_TEXT PROVIDED_:
I too hope i learn to find a true understanding of sikhism, as i feel that along the way, people have lost sight of their true religion, and have adopted a culture instead. Infact when i was spat at in London it was in a place called Southall, the man that spat at me was a sikh, he was wearing his 5 k's, a middle aged man, in a turban, this jan 2006. Need i say anymore.
I feel totally beaten by it all.
In fact in the news papers last week, a very sad story about a young punjabi girl, who had an arranged marriage, but her mother was a divorcee, and her husbands family just could'nt get to grips with this, and the women became depressed, she went to a train station in london, with her two very young children, and she took her and her childrens life. She was 28 i think, her mother felt so guilty that she had forced her daughter into the marriage, she took her own life at southall train station two weeks ago. This has got to stop, i fear for the safety of my unborn child, we have already been threatened with kidnapp, i've been told never to step foot in India as i won't be coming back.

_EXERCISES_:
A. Translate this sentence from the text about Sikhism into German: "I feel totally beaten by it all."
B. Decide whether each statement agrees with the text about Sikhism. Answer yes or no for each, and quote the words of the text that settle it.
(i) The man who spat at the writer was wearing a turban.
(ii) The young woman went to the train station alone.
(iii) The writer has been told it is safe to visit India.
C. Please extend the text about Sikhism, starting after its last sentence.
The records are not needed here.

_SUPPLIED MATERIAL_:

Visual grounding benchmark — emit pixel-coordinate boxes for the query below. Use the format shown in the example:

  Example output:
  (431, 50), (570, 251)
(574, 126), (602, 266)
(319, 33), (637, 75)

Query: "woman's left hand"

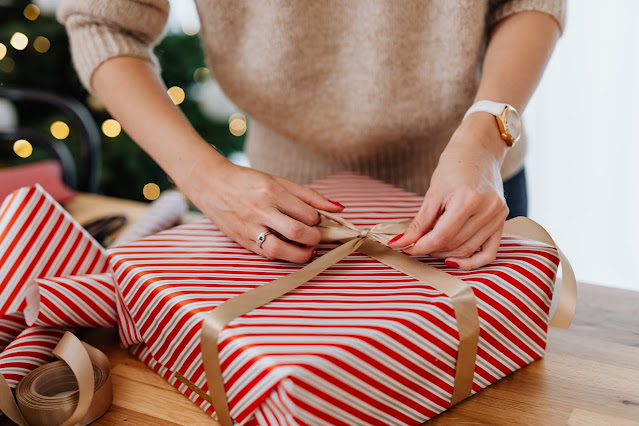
(389, 112), (508, 270)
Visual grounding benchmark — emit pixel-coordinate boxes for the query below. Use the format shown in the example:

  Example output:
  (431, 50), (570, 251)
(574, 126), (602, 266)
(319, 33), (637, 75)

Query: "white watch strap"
(462, 101), (508, 121)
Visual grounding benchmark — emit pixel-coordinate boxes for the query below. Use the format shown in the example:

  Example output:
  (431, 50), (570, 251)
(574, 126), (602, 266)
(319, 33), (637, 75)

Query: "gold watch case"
(495, 105), (521, 147)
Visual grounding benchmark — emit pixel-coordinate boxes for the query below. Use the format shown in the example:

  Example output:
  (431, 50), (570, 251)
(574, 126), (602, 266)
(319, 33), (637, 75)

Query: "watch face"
(506, 109), (521, 142)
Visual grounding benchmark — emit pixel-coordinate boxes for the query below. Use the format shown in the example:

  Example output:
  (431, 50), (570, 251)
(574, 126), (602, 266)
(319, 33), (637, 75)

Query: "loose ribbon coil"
(200, 210), (577, 426)
(0, 332), (113, 426)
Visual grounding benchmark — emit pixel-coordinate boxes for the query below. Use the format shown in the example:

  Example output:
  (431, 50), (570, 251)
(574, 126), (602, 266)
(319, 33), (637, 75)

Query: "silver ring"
(255, 230), (273, 248)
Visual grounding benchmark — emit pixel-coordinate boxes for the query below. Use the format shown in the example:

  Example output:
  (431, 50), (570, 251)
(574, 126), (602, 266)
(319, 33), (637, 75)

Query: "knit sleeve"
(57, 0), (169, 90)
(488, 0), (566, 33)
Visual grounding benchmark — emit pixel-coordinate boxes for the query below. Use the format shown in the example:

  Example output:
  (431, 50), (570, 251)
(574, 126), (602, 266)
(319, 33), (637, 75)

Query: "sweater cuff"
(488, 0), (566, 34)
(67, 17), (160, 92)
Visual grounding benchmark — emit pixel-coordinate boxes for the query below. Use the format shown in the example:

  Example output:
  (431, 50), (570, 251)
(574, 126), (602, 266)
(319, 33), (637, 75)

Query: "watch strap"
(464, 101), (508, 120)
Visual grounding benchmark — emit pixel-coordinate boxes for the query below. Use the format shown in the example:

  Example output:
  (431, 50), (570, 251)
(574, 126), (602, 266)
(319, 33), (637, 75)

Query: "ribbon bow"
(317, 210), (410, 245)
(200, 210), (577, 426)
(200, 210), (479, 426)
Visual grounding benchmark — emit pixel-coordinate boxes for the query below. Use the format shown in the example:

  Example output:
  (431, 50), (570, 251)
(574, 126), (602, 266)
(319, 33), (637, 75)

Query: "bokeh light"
(9, 32), (29, 50)
(229, 118), (246, 136)
(33, 36), (51, 53)
(193, 67), (211, 83)
(102, 118), (122, 138)
(229, 112), (246, 124)
(50, 121), (69, 140)
(182, 21), (200, 35)
(142, 182), (160, 201)
(166, 86), (186, 105)
(13, 139), (33, 158)
(22, 3), (40, 21)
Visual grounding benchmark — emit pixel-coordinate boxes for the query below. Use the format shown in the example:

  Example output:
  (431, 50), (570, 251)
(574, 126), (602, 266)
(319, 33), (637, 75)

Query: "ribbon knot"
(359, 228), (371, 239)
(318, 210), (409, 245)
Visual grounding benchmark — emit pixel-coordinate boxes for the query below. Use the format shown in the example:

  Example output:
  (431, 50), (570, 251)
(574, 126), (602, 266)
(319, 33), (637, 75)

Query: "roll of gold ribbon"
(0, 332), (113, 426)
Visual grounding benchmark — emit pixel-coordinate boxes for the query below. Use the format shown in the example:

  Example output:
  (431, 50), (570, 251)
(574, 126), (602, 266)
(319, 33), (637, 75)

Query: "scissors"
(84, 214), (127, 246)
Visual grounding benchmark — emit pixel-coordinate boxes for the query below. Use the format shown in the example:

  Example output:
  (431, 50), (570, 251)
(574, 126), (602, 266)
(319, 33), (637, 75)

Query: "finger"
(446, 229), (502, 271)
(277, 191), (322, 226)
(404, 197), (471, 256)
(265, 208), (322, 246)
(388, 194), (442, 248)
(275, 176), (344, 213)
(258, 228), (317, 263)
(429, 218), (503, 259)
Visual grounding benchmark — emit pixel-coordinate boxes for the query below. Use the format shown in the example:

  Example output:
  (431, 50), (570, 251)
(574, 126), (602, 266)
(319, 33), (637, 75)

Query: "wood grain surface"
(0, 194), (639, 426)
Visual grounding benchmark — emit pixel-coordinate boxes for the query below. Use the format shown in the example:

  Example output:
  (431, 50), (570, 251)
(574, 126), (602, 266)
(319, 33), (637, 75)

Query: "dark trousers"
(504, 169), (528, 219)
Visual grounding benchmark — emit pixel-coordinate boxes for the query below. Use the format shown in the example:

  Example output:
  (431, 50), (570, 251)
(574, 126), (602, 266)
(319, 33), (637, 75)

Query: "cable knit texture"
(58, 0), (565, 194)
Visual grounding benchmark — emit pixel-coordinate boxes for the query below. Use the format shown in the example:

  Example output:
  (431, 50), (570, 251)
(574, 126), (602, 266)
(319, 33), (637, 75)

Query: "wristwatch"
(462, 101), (521, 147)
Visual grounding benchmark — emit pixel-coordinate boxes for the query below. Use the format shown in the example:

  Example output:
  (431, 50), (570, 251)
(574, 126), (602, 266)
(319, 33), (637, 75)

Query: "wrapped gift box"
(109, 173), (559, 425)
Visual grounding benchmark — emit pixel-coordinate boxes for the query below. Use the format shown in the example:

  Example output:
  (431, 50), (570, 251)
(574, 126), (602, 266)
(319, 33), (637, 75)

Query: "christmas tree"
(0, 0), (246, 199)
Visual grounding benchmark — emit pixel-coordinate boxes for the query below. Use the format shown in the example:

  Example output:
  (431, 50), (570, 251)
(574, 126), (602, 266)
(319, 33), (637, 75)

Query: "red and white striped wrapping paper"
(0, 185), (107, 316)
(109, 173), (559, 425)
(0, 312), (27, 352)
(0, 325), (68, 390)
(25, 273), (118, 328)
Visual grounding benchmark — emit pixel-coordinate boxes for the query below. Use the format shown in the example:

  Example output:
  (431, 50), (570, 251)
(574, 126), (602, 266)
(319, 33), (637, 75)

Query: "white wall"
(524, 0), (639, 290)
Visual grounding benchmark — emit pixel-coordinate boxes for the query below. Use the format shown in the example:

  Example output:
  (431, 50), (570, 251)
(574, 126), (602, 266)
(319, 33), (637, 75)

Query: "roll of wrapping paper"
(24, 273), (118, 328)
(0, 326), (66, 389)
(109, 190), (188, 247)
(0, 332), (113, 426)
(0, 185), (108, 316)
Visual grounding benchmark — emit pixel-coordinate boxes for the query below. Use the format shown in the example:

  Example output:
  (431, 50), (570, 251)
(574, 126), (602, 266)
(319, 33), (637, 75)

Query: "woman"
(58, 0), (564, 269)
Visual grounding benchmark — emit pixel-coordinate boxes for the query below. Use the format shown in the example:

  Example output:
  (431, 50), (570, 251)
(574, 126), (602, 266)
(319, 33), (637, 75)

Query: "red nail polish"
(388, 234), (404, 244)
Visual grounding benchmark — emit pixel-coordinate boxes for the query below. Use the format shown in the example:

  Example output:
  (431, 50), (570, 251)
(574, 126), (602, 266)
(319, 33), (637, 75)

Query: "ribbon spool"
(0, 332), (113, 426)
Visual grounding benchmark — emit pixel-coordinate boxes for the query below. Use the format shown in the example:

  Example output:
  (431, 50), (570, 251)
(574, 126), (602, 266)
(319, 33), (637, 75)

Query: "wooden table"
(15, 195), (639, 426)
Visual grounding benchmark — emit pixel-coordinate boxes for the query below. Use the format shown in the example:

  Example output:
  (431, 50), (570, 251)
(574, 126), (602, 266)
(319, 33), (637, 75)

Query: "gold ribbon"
(200, 211), (577, 426)
(0, 331), (113, 426)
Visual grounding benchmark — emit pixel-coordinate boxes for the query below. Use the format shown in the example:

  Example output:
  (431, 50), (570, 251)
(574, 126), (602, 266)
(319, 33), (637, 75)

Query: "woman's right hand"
(181, 162), (344, 263)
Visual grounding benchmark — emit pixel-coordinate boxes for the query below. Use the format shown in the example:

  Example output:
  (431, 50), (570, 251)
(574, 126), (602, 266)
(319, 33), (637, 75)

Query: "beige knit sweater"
(58, 0), (565, 194)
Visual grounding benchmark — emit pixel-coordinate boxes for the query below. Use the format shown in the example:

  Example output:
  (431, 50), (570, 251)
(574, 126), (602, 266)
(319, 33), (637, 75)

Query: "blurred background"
(0, 0), (639, 290)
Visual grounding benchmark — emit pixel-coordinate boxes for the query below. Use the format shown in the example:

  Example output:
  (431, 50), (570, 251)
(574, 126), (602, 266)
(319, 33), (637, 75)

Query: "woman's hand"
(181, 162), (344, 263)
(389, 113), (508, 270)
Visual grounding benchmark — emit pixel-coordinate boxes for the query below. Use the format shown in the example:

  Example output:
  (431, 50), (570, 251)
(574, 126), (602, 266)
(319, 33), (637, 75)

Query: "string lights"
(102, 118), (122, 138)
(22, 3), (40, 21)
(229, 112), (246, 136)
(9, 32), (29, 50)
(166, 86), (186, 105)
(33, 36), (51, 53)
(13, 139), (33, 158)
(50, 121), (69, 140)
(142, 182), (160, 201)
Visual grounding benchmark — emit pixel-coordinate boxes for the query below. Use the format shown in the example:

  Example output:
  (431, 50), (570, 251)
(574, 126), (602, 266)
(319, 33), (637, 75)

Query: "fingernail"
(388, 234), (404, 244)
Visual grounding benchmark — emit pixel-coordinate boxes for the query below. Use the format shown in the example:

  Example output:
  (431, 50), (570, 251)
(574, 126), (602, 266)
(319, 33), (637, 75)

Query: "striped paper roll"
(24, 273), (118, 328)
(0, 185), (107, 316)
(0, 325), (66, 389)
(0, 312), (27, 352)
(109, 173), (559, 425)
(110, 190), (188, 247)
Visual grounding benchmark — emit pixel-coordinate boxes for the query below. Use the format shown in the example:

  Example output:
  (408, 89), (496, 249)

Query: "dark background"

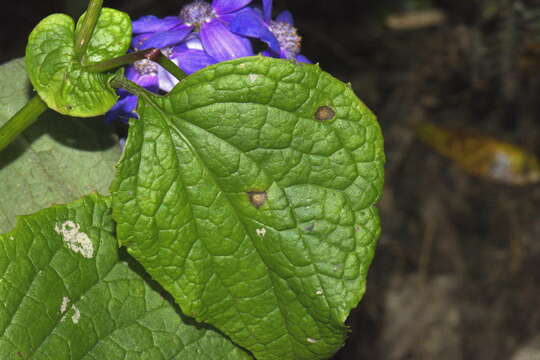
(0, 0), (540, 360)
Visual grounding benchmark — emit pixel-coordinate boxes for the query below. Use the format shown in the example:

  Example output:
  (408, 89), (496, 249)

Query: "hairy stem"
(85, 48), (187, 81)
(75, 0), (103, 60)
(0, 95), (48, 151)
(84, 49), (159, 72)
(149, 49), (187, 81)
(110, 75), (155, 97)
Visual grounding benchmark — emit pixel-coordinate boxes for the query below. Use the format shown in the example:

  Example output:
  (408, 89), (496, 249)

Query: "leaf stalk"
(75, 0), (103, 60)
(0, 95), (48, 151)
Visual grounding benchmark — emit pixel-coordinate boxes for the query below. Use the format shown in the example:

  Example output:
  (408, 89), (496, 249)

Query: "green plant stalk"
(84, 49), (155, 73)
(110, 75), (155, 97)
(155, 50), (187, 81)
(85, 48), (187, 81)
(0, 95), (48, 151)
(75, 0), (103, 60)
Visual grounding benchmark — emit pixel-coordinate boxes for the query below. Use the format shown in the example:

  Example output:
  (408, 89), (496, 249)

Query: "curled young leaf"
(25, 8), (131, 117)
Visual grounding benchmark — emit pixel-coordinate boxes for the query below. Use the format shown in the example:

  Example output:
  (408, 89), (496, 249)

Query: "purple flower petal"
(276, 10), (294, 25)
(263, 0), (272, 23)
(138, 25), (193, 50)
(296, 55), (313, 64)
(105, 89), (138, 124)
(200, 20), (253, 61)
(157, 61), (178, 92)
(229, 9), (280, 53)
(133, 15), (181, 34)
(212, 0), (251, 15)
(173, 49), (217, 75)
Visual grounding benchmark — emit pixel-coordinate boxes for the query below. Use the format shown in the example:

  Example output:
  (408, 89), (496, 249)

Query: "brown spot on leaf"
(248, 191), (268, 209)
(315, 106), (336, 121)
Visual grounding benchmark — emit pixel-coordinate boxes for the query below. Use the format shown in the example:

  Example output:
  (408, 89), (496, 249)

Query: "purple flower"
(132, 0), (253, 61)
(230, 0), (311, 63)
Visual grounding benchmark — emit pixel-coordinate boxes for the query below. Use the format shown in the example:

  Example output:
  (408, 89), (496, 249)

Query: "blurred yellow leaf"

_EXERCISE ANSWERS_:
A. Ich fühle mich von alldem völlig geschlagen.

B.
(i) Yes: "in a turban"
(ii) No: "with her two very young children"
(iii) No: "i've been told never to step foot in India as i won't be coming back"

C.
For some this may sound like a cool gangster movie, for some, you may not want to believe this thing goes on, but its as real today as it was in the 16th century, when Guru Nanak, ask women to be equal to men, and our door should always be open for others. We have yet to find a place to belong. 
Until then i shall continue educating 
the local community, i use to have lots of funny looks and the kids on the streets would often ask, why i dress the way i do, so i decided to go into local schools and just talk to the children about Sikhism and the Indian culture, and just answer the questions, i don't know much, but what i do know has seemed to help others, its good fun. We live in the south west now, and our town is totally white, apart from my husband, so it stopped alot of idle gossip when i went into the school and explained!!! 
well i wish everyone was so open minded like the kids, our world would be a better place.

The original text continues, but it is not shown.